● **WORK INSTRUCTION**: Look for "white" in the listing below. Gather each line that contains it.

● **RECORDS FOR THIS TASK**:
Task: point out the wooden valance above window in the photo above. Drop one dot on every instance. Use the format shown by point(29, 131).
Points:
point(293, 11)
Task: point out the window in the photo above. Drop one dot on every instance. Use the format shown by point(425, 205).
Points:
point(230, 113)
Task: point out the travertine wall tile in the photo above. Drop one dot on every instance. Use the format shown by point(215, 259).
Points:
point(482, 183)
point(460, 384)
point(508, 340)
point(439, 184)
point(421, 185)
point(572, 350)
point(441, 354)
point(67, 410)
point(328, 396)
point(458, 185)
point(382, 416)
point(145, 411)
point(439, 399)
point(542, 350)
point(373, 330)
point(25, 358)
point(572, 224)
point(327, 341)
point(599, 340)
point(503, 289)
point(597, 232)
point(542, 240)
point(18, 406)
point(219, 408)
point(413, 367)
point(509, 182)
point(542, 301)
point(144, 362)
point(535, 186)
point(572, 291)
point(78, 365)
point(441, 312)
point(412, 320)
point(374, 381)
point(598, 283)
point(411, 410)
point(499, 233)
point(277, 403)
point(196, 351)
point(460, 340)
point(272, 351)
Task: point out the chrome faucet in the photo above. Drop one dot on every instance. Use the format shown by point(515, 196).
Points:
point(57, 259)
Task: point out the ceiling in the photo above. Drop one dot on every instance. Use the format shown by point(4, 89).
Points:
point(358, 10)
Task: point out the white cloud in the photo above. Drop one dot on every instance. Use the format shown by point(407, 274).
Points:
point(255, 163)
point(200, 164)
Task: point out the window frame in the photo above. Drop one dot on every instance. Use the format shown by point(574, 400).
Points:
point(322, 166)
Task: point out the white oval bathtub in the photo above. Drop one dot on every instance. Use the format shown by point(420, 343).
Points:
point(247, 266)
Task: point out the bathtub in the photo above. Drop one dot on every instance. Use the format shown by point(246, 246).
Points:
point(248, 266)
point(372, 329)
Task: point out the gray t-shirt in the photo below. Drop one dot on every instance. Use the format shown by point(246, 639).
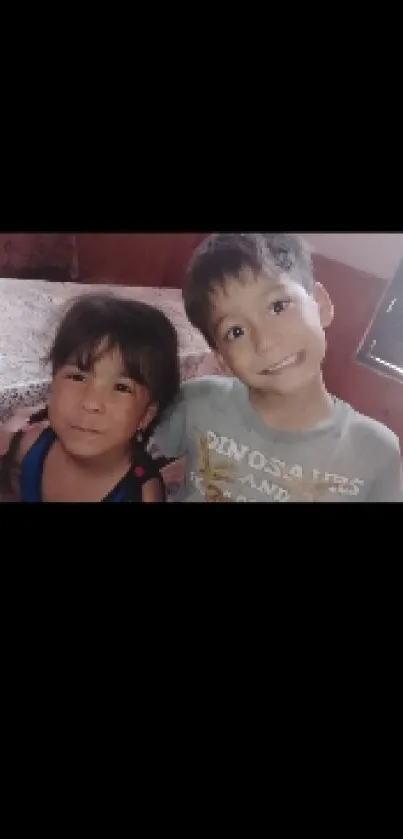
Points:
point(231, 455)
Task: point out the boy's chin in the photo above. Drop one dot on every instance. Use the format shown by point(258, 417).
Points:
point(286, 384)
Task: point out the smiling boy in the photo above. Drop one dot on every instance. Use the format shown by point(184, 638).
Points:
point(270, 431)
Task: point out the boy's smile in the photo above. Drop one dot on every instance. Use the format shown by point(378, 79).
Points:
point(270, 331)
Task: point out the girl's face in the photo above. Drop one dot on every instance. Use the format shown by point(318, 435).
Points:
point(97, 412)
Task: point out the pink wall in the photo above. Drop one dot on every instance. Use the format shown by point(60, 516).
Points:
point(376, 253)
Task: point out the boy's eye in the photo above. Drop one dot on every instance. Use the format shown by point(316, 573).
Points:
point(279, 306)
point(234, 333)
point(76, 377)
point(123, 388)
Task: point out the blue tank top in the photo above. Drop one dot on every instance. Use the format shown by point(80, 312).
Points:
point(33, 463)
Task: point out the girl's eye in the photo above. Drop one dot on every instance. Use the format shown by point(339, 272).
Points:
point(279, 306)
point(122, 388)
point(234, 333)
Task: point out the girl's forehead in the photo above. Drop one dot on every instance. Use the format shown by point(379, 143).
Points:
point(101, 358)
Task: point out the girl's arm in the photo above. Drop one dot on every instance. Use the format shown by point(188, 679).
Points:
point(153, 491)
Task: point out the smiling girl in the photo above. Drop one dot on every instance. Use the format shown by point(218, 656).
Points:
point(115, 369)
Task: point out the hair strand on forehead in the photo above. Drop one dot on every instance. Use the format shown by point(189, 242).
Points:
point(224, 255)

● **SOLUTION BELOW**:
Task: point out the white cloud in the photo above. Drop one dot on every instance. Use the format shown by point(407, 274).
Task: point out the white oval bathtub in the photo above. Drop one dot on every instance. Use the format shown by point(420, 343).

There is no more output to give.